• Problem to work on: Rewrite the lines below as a numbered list, dropping any blank lines and omitting the pictures.

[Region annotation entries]

----------------

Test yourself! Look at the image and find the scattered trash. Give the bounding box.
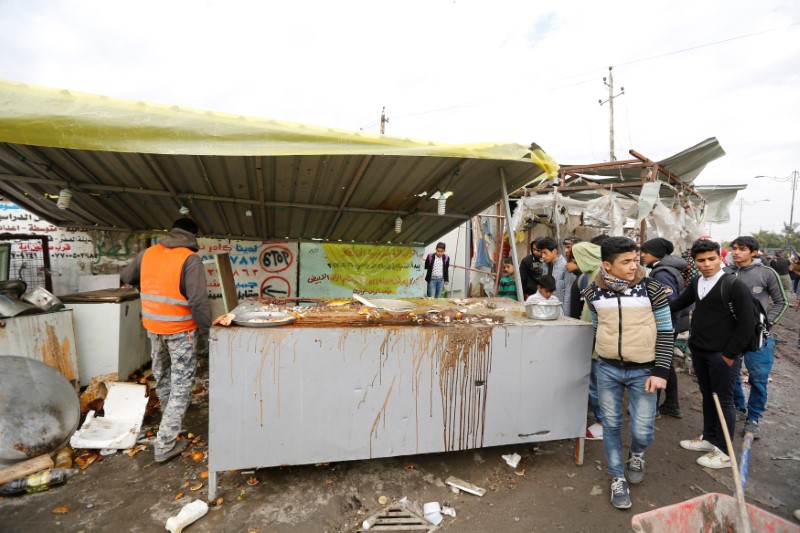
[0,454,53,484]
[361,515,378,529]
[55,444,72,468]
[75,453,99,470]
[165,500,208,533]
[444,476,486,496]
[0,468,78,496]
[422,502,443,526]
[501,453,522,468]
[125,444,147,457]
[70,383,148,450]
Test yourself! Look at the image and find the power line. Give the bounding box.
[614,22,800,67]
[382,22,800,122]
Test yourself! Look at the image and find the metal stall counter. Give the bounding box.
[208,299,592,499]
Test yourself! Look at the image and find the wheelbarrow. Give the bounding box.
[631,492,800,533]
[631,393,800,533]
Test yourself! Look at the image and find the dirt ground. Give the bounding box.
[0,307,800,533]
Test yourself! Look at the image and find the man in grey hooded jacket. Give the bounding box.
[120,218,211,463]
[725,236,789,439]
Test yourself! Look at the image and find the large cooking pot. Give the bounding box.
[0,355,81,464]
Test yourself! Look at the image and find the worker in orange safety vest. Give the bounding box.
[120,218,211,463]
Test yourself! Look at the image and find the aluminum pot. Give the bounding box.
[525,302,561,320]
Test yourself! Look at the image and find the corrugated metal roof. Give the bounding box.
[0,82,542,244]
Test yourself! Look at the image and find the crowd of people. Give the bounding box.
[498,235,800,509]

----------------

• Solution to this exercise:
1. Test yourself! Look at the image and find the scattered trash. Give the bounding box.
2. [0,454,53,484]
3. [361,515,378,529]
4. [55,444,72,468]
5. [75,453,99,470]
6. [165,500,208,533]
7. [444,476,486,496]
8. [0,468,78,496]
9. [422,502,443,526]
10. [501,453,522,468]
11. [125,444,147,457]
12. [70,383,148,450]
13. Test yourself! Look at the image and find the power line. Give the bounding box.
14. [614,22,800,67]
15. [382,22,800,122]
16. Test yourself! Look at the image and find the metal stall counter. Give the bounding box.
17. [208,299,592,499]
18. Test yourself! Look at the image and find the wheelbarrow. Give the bounding box.
19. [631,492,800,533]
20. [631,393,800,533]
21. Test yourself! Look at the image and find the dirt ground. Give the bounding box.
22. [0,307,800,533]
23. Test yourself! Look at the image and find the man in grey hooded jacket. Give the bounding box.
24. [120,218,211,463]
25. [725,236,789,439]
26. Test yourself! Look at the image and find the large cooking pot. Give the bounding box.
27. [0,355,81,464]
28. Test yourself! Look at the image and find the worker in orange safety vest. Give the bounding box.
29. [120,218,211,463]
30. Test yourself! Look at the image and find the aluminum pot. Give the bounding box.
31. [525,302,561,320]
32. Test yourself! Look at the image and find the corrugated metal roof. Give the bounding box.
33. [0,82,542,244]
34. Test yourself! Look at the image and find the crowd of people. Give the bounding box.
35. [498,235,800,509]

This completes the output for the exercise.